[Work task A]: Extract the passage of the University of Bielefeld blog post between "There were also" and "thought so too.", inclusive, copying it verbatim.
[Work task B]: Gather every line of the records that contains the string "mask", matching its case exactly.

[Text passage]:
--------------------------------------------------

The university where I teach, the University of Bielefeld, is forty years old this month. It was founded as a «reform university». Everything was in one huge building, as may be seen in this picture. The building has two main social features. First, it encourages interdisciplinary work, since students can hop between a lecture in math, coffee, then a lecture in art history, rather than travelling twenty minutes across town to get to specific lectures, as happens in places such as Hamburg (U.S. and U.K universities have this problem long solved, of course, through the campus structure). Second, since every corridor looks the same (apart from the colored stripe down the wall) in this half-kilometer-long construction, it is easy to get lost. Indeed, the majority of visitors to my office are not my students, but those who see the open door (rare in German workplaces) and a person inside, and say “Pardon me, I am trying to find ….”.
There were also supposed to be major reforms in study structure, I am told. Indeed, there is a whole book which explains the concept. I’m from outside and really can’t see the differences. I got here in 1995, with just an inkling of how Humboldt-style German universities work (gleaned largely from a 6-month Zuse Guest Professorship in Hamburg in 1991) and a thought that it was just the thing for me: I can offer my own classes, whatever I want, I have tenure, reasonable pay, fully-qualified pension. Sounds great, right? I thought so too.
The reality is somewhat different. One heads a “group” (mine consisted of me), and one must compete with colleagues, heading other “groups”, for resources. Others had big ones, indeed up to 35 people or so. Guess which way that goes. Hint: I don’t win. If one does not play the game, but prefers, say, to write one’s research papers (primarily what attracted me) and encourage interested students to join in, then one loses out, and can even hit bottom. For example, I sued the university in administrative court in 2005 because I didn’t have enough resources to get my agreed course offering accomplished (the same colleagues, indeed in practical terms the same colleague, who agreed that I should offer a compulsory module in computer networking then failed to provide me with enough resources to offer the required laboratory. I estimated then that it would have cost about €10,000 out of a total faculty budget, for twelve professors at the time, of about €750,000). What about the 25 students who could only take and therefore get credit for part of the module and thereby not finish their course of study? I understand it was offered to them that they could take a database course instead. Keep in mind that these were primarily creative artists who are using new media and really only care about the HW and SW in so far as it enables them to do magical things with computer screens, video cameras, and sound. They have no use for databases. Summary: there is a lot of show about paying attention to the needs of students, and student groups as a whole are “politically powerful”, but incidents like this demonstrate that some of it is pure show and 25 students do not necessarily get what they had been promised. As I said, the reality is somewhat different from the theory.
So where am I going here? Is it just another over-marinated professor grumping on his blog?

--------------------------------------------------

[Material provided]:
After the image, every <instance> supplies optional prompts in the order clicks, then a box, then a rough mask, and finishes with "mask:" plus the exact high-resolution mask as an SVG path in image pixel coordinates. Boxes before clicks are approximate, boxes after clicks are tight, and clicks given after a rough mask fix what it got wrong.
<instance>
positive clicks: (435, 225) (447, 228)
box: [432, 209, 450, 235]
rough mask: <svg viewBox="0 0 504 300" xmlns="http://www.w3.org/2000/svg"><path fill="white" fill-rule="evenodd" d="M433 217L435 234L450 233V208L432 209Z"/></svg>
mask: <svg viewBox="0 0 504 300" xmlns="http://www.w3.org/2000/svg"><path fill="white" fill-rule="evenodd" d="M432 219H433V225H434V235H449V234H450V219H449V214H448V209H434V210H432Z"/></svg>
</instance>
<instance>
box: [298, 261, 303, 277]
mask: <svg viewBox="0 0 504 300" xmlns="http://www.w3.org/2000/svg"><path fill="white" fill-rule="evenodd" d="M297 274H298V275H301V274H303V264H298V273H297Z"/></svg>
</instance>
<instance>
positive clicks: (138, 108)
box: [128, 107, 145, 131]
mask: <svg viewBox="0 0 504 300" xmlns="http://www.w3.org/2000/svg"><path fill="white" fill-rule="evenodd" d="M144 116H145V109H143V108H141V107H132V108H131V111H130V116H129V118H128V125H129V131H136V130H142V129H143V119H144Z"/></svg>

--------------------------------------------------

[Your solution A]:
There were also supposed to be major reforms in study structure, I am told. Indeed, there is a whole book which explains the concept. I’m from outside and really can’t see the differences. I got here in 1995, with just an inkling of how Humboldt-style German universities work (gleaned largely from a 6-month Zuse Guest Professorship in Hamburg in 1991) and a thought that it was just the thing for me: I can offer my own classes, whatever I want, I have tenure, reasonable pay, fully-qualified pension. Sounds great, right? I thought so too.

[Your solution B]:
After the image, every <instance> supplies optional prompts in the order clicks, then a box, then a rough mask, and finishes with "mask:" plus the exact high-resolution mask as an SVG path in image pixel coordinates. Boxes before clicks are approximate, boxes after clicks are tight, and clicks given after a rough mask fix what it got wrong.
rough mask: <svg viewBox="0 0 504 300" xmlns="http://www.w3.org/2000/svg"><path fill="white" fill-rule="evenodd" d="M433 217L435 234L450 233V208L432 209Z"/></svg>
mask: <svg viewBox="0 0 504 300" xmlns="http://www.w3.org/2000/svg"><path fill="white" fill-rule="evenodd" d="M432 219H433V225H434V235H449V234H450V219H449V214H448V209H434V210H432Z"/></svg>
mask: <svg viewBox="0 0 504 300" xmlns="http://www.w3.org/2000/svg"><path fill="white" fill-rule="evenodd" d="M297 274H298V275H301V274H303V264H298V273H297Z"/></svg>
mask: <svg viewBox="0 0 504 300" xmlns="http://www.w3.org/2000/svg"><path fill="white" fill-rule="evenodd" d="M144 116H145V109H143V108H141V107H132V108H131V111H130V116H129V118H128V125H129V131H136V130H142V129H143V119H144Z"/></svg>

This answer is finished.